+++ Supplied records +++
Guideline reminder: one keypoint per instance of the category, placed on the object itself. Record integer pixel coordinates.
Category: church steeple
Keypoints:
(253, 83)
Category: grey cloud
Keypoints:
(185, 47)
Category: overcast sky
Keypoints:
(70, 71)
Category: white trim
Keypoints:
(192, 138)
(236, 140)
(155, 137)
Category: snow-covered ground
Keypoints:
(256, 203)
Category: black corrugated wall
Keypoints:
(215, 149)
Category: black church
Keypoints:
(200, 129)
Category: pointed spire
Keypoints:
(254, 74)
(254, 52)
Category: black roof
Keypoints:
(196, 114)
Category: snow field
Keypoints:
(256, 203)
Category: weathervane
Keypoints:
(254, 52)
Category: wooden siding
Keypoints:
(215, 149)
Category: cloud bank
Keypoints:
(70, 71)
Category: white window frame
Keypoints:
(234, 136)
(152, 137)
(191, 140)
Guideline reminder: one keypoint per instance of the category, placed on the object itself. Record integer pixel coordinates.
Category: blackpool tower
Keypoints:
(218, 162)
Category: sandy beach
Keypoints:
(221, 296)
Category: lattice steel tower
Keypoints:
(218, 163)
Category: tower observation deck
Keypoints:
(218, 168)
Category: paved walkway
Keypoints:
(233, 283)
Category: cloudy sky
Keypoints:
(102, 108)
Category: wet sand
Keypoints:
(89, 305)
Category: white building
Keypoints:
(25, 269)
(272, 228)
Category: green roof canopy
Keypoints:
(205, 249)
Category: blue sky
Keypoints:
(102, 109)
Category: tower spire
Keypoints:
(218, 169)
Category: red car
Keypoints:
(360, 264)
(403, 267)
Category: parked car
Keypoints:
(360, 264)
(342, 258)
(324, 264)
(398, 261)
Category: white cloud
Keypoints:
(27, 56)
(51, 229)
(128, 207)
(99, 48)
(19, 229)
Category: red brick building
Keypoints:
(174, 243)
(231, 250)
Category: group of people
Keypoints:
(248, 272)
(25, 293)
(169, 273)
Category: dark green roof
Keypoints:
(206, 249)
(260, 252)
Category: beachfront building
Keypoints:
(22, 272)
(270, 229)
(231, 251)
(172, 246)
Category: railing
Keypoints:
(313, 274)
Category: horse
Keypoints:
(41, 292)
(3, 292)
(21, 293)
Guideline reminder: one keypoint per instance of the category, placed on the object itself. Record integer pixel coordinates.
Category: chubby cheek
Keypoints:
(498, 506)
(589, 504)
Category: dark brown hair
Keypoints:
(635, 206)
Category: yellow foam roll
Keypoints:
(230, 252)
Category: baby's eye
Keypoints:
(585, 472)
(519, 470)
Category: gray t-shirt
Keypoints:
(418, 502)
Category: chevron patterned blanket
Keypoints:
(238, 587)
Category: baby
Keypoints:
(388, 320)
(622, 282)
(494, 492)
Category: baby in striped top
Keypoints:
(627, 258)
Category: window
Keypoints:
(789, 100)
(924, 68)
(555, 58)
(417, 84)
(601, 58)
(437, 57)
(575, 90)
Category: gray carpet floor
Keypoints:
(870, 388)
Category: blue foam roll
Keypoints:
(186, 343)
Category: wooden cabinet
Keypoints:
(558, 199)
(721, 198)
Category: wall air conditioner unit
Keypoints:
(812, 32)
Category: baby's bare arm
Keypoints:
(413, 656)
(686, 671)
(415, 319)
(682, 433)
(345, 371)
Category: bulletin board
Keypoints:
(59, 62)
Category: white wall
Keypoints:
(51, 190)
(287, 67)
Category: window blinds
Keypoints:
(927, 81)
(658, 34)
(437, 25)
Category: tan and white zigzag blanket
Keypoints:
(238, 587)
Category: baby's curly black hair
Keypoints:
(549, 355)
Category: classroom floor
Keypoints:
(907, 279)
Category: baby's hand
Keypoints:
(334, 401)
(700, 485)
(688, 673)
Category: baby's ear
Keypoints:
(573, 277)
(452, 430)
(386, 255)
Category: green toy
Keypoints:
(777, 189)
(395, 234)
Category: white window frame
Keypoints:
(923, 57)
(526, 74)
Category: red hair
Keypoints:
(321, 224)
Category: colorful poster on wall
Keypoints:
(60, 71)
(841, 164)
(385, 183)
+++
-- Instructions to follow --
Type out the full listing again, exactly as given.

-- Answer to this exercise --
Guideline reminder: one keypoint per instance of the category, placed on the object itself. Record integer pixel coordinates.
Category: church steeple
Keypoints:
(253, 83)
Category: grey cloud
Keypoints:
(185, 47)
Category: overcast sky
Keypoints:
(70, 71)
Category: white trim
Keypoints:
(192, 138)
(236, 140)
(155, 137)
Category: snow-covered ground
Keypoints:
(256, 203)
Category: black corrugated wall
Keypoints:
(215, 149)
Category: black church
Keypoints:
(200, 129)
Category: pointed spire
Keypoints:
(254, 74)
(254, 52)
Category: black roof
Keypoints:
(196, 114)
Category: snow field
Keypoints:
(256, 203)
Category: weathervane
Keypoints:
(254, 52)
Category: wooden siding
Keypoints:
(215, 149)
Category: cloud bank
Keypoints:
(70, 71)
Category: white window frame
Keypoints:
(234, 136)
(152, 137)
(191, 140)
Guideline reminder: one keypoint per instance of the category, placed on the object itself. Record integer pixel coordinates.
Category: blackpool tower
Keypoints:
(218, 162)
Category: sandy beach
Keypoints:
(221, 296)
Category: lattice steel tower
Keypoints:
(218, 163)
Category: tower observation deck
Keypoints:
(218, 168)
Category: paved walkway
Keypoints:
(233, 283)
Category: cloudy sky
Keypoints:
(102, 108)
Category: wet sand
Keypoints:
(89, 305)
Category: white building
Keypoints:
(25, 269)
(272, 228)
Category: green roof canopy
Keypoints:
(205, 249)
Category: blue sky
Keypoints:
(102, 109)
Category: tower spire
Keypoints:
(218, 169)
Category: red car
Keypoints:
(360, 264)
(403, 267)
Category: parked car
Keypoints:
(360, 264)
(342, 258)
(324, 264)
(398, 261)
Category: white cloud
Keypoints:
(27, 56)
(51, 229)
(128, 207)
(99, 48)
(19, 229)
Category: red brick building
Keypoints:
(174, 243)
(231, 250)
Category: group of people
Keypoints:
(248, 272)
(25, 293)
(169, 273)
Category: dark green roof
Keypoints:
(206, 249)
(260, 252)
Category: beachfront building
Keypoints:
(22, 272)
(270, 229)
(231, 251)
(172, 246)
Category: railing
Keypoints:
(313, 274)
Category: horse
Keypoints:
(41, 292)
(3, 292)
(21, 293)
Guideline reminder: one keypoint per instance of the category, placed on the object itself. Record integer pixel coordinates.
Category: chubby cheek
Keypoints:
(498, 506)
(589, 504)
Category: dark brown hair
Keypoints:
(635, 206)
Category: yellow foam roll
Keypoints:
(230, 252)
Category: baby's eye
Keypoints:
(585, 472)
(519, 470)
Category: gray t-shirt
Keypoints:
(418, 502)
Category: chevron patterned blanket
Keypoints:
(238, 587)
Category: baby
Keypoints:
(388, 320)
(622, 282)
(494, 492)
Category: baby in striped top
Keypoints:
(627, 258)
Category: window
Keypoints:
(789, 100)
(924, 68)
(555, 58)
(417, 84)
(601, 58)
(437, 57)
(575, 90)
Category: gray carpet floor
Keypoints:
(870, 388)
Category: blue foam roll
Keypoints:
(186, 343)
Category: wooden cabinet
Keypoints:
(558, 199)
(721, 198)
Category: wall air conditioner unit
Keypoints:
(812, 32)
Category: baby's bare arm
Keypoints:
(413, 656)
(686, 671)
(415, 319)
(682, 433)
(345, 371)
Category: bulletin board
Keypoints:
(59, 62)
Category: white wall
Keypoints:
(51, 190)
(287, 67)
Category: window blinds
Keypoints:
(927, 81)
(658, 34)
(437, 25)
Category: tan and white zigzag blanket
Keypoints:
(238, 587)
Category: baby's curly black hair
Keypoints:
(549, 355)
Category: classroom floor
Keypoints:
(907, 279)
Category: baby's hand
Keypoints:
(334, 401)
(700, 485)
(688, 673)
Category: baby's ear
Keypoints:
(573, 277)
(452, 430)
(386, 255)
Category: green toy
Keypoints:
(777, 189)
(395, 234)
Category: white window frame
Keypoints:
(923, 57)
(526, 74)
Category: red hair
Keypoints:
(321, 224)
Category: colorful poster on wall
Keypoints:
(60, 71)
(841, 164)
(385, 183)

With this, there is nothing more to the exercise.